Geëxtraheerde tekst:
::::

Piet Colruyt: Wat we zien is dat de Waalse, de Brusselse en de federale regering veel ambitieuzer zijn dan de Vlaamse. Dat is jammer, want we hebben nu echt een kans om ons massaal achter dat Europese klimaatplan te scharen. Vlaanderen is lang een van de koplopers geweest in offshorewindparken, onze baggerbedrijven zijn wereldspelers, en we hebben in onze rijke regio de middelen om te investeren. Op de lange termijn zou dat lonen. Helaas botst die langetermijnvisie met politici die om de vier jaar verkozen moeten worden.
Zag de net afgetreden Nederlandse regering de Green Deal meer dan België en Vlaanderen als een kans, mevrouw Janssen?
Manon Janssen: Absoluut. Nederland ziet de Green Deal als een hefboom om een gelijk speelveld te creëren voor onze bedrijven en industrie. Het kabinet van Mark Rutte (VVD) had ondernemerschap en handel hoog op de prioriteitenlijst staan. Het zag klimaatopwarming als een businesscase. Nederland is klein, wij hebben niet veel zaken waarin we de wereld kunnen veroveren. Maar in een aantal sectoren kunnen wij wel degelijk een wereldrol spelen. Vanuit die gedachte werden de topsectoren opgericht, waarbij kennisinstellingen, overheid en bedrijfsleven in publiek-private partnerschappen samenwerken. De overheid legt een euro op voor elke euro die de markt zelf in innovatie investeert. Zo hebben alle waterstofprojecten in Nederland onlangs de handen ineengeslagen en met een gebundeld voorstel een subsidie van 750 miljoen euro binnengehaald. Doordat mensen samenwerken, schakel je meteen enkele versnellingen hoger naar een waterstofeconomie – waterstof zal volgens mij na 2030 dé energiebron worden.

::::

Geëxtraheerde records:
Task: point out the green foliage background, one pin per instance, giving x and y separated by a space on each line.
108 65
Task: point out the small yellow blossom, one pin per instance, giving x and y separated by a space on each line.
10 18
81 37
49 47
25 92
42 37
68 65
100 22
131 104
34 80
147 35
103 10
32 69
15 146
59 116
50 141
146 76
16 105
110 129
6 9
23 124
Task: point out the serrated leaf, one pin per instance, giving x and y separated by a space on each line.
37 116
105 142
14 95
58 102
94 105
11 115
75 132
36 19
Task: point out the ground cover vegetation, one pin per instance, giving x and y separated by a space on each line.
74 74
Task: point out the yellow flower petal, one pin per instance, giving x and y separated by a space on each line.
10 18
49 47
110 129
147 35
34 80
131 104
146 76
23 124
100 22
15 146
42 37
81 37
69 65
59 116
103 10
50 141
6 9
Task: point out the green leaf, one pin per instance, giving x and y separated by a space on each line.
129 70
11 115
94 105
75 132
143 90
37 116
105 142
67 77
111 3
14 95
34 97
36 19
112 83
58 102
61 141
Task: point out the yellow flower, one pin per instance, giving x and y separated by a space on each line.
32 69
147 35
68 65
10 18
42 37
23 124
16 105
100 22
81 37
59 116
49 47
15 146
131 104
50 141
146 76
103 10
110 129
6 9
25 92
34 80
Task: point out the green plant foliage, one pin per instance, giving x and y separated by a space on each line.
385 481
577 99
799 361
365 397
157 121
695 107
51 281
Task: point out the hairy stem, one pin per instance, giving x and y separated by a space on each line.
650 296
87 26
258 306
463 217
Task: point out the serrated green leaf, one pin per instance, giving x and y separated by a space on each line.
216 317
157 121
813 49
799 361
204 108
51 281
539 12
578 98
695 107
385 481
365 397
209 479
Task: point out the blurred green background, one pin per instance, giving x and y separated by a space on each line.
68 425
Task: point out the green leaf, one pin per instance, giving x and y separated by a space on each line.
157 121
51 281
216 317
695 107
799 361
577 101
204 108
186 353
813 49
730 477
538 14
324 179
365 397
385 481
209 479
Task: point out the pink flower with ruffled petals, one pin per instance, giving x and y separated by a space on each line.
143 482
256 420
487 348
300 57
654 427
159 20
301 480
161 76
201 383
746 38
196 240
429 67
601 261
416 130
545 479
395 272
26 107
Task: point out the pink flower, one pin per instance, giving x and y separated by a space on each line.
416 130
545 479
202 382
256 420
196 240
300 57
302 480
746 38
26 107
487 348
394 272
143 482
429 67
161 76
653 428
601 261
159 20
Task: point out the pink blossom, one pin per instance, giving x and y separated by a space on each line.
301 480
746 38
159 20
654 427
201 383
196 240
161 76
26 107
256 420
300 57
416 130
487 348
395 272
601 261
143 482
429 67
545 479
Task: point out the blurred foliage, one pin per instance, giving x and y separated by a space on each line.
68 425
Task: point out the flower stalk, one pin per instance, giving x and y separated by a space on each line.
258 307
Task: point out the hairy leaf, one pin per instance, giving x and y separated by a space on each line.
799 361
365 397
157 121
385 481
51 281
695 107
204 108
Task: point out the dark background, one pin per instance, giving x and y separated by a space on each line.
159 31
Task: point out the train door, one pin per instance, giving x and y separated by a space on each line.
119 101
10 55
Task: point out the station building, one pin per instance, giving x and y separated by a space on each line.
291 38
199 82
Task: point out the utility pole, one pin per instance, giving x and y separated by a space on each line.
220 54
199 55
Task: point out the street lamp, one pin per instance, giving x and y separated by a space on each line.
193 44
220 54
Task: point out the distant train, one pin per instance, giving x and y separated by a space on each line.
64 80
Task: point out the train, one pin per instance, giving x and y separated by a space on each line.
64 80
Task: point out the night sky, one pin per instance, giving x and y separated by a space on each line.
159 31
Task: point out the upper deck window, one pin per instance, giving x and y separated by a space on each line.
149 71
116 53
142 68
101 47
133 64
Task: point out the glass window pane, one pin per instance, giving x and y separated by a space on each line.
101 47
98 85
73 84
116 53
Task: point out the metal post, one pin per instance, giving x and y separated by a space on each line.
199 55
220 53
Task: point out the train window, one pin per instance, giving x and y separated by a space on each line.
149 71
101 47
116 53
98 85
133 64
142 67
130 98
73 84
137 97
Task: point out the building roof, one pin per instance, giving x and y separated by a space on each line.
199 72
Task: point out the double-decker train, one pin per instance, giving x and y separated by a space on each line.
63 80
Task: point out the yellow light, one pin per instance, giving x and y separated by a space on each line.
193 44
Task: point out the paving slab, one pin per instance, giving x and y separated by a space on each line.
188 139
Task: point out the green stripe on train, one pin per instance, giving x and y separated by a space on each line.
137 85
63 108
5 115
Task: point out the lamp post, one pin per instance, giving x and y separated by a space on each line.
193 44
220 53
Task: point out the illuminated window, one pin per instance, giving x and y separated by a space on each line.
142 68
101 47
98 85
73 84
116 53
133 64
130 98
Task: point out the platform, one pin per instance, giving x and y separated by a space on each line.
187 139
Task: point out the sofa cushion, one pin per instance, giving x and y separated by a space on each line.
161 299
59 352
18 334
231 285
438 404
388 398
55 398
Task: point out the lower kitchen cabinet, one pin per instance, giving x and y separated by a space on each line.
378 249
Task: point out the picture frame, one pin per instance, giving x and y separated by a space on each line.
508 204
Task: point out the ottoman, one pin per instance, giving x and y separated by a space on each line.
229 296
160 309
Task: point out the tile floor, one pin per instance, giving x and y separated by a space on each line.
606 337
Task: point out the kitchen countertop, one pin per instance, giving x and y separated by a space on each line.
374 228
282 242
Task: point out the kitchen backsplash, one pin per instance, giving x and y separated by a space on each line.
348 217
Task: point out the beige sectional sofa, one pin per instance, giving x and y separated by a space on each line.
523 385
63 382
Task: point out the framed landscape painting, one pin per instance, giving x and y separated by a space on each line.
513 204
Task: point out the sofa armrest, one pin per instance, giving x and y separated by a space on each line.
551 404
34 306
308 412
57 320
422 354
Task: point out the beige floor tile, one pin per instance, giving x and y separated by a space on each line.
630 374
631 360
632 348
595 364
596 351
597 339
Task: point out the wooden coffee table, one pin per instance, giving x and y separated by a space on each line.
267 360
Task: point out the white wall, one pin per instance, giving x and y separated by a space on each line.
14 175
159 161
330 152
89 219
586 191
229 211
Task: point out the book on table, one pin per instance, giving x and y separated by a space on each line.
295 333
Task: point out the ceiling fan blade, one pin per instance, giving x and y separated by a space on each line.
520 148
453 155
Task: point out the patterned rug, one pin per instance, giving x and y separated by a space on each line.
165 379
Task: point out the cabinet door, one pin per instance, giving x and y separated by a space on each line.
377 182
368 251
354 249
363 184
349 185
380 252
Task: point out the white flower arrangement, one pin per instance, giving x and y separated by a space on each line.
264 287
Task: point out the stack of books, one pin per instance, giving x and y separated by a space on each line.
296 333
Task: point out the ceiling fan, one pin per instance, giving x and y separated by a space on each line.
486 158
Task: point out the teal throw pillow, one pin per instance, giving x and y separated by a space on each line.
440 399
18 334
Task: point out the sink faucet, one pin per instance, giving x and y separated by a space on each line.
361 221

::::

Opdrachten:
• 1. Vertaal deze zin uit het gesprek over de Green Deal naar het Engels: "Nederland ziet de Green Deal als een hefboom om een gelijk speelveld te creëren voor onze bedrijven en industrie."
• 2. Zet in het gesprek over de Green Deal de alinea die begint met "Piet Colruyt: Wat we zien" om in een korte opsomming met de belangrijkste feiten.
• 3. Pak het gesprek over de Green Deal weer op na de laatste zin en schrijf het verder.
De records zijn afkomstig uit een andere bron.

Eindresultaten:
• 1. The Netherlands sees the Green Deal as a lever to create a level playing field for our businesses and industry.

• 2.
- De Waalse, de Brusselse en de federale regering zijn veel ambitieuzer dan de Vlaamse.
- Dat is jammer, want er is nu een kans om massaal achter het Europese klimaatplan te gaan staan.
- Vlaanderen was lang een koploper in offshorewindparken.
- De Vlaamse baggerbedrijven zijn wereldspelers.
- De regio heeft de middelen om te investeren, wat op lange termijn zou lonen.
- Die langetermijnvisie botst met politici die om de vier jaar verkozen moeten worden.

• 3.
De zogenoemde Klimaattafels, waaraan de doelstellingen voor diverse sectoren in Nederland werden uitgewerkt, gingen ook uit van dat befaamde poldermodel.
Janssen: Je sluit alle belanghebbenden samen op, en geeft hun af en toe een broodje kaas en een glaasje melk – spannender dan dat is het niet. Maar je zegt wel: je komt er samen uit, je moet iets op tafel leggen. Je mag meedoen, maar je moet ook meedoen. Met de grootste polder die we ooit gehad hebben, zijn we zo tot het Klimaatakkoord gekomen.
Ziet u dat overlegmodel in België werken?
Janssen: Nee, want daar heb je een sterke, niet-versnipperde overheid voor nodig. De verschillende Belgische overheden apart hebben daarvoor te weinig reikwijdte.
Colruyt: De bevoegdheden zijn ook veel te versnipperd. Ik geloof dat zo’n tien ministers iets over het klimaat te zeggen hebben.
Janssen: Wat ik België wel zou aanbevelen: zet iedereen rond de tafel in vijf of zes industriële clusters, en leg de leiding bij de bedrijven en de steden. Zet de ceo’s van de havenbedrijven samen met de burgemeesters en laat hen samen iets verzinnen. Dat komt wel met de belangrijke randvoorwaarde dat de overheid de uitkomst moet faciliteren, door innovatie te ondersteunen, wetgeving aan te passen en een stabiel investeringsklimaat te creëren.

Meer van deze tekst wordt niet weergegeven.